▶ **WHAT TO DO**
Output, exactly as written, the lines of the data below from the one containing "Query: pebble" to the end.

━━ RECORDS TO USE ━━

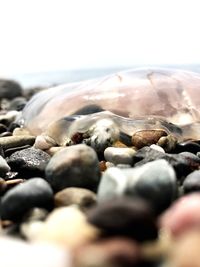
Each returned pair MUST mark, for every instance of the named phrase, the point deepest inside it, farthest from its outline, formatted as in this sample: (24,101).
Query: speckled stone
(4,167)
(128,217)
(29,162)
(119,155)
(19,200)
(82,197)
(192,182)
(74,166)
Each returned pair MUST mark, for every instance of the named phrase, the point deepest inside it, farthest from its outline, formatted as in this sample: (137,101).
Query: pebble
(29,162)
(154,181)
(118,155)
(65,226)
(4,167)
(81,197)
(182,164)
(19,253)
(192,182)
(116,252)
(127,217)
(74,166)
(16,141)
(188,146)
(10,89)
(182,215)
(19,200)
(147,137)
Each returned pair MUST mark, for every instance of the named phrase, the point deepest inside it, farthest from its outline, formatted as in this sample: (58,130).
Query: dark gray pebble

━━━

▶ **EXERCISE RESULT**
Query: pebble
(29,162)
(154,181)
(118,155)
(65,226)
(4,167)
(81,197)
(182,164)
(19,253)
(192,182)
(116,252)
(127,217)
(74,166)
(16,141)
(188,146)
(10,89)
(182,215)
(19,200)
(147,137)
Each returned pair MUST mark, for every instance of the named phrase, the point deepest inside it, farthest from its outline, formatted as in this sample: (58,130).
Query: dark gray pebble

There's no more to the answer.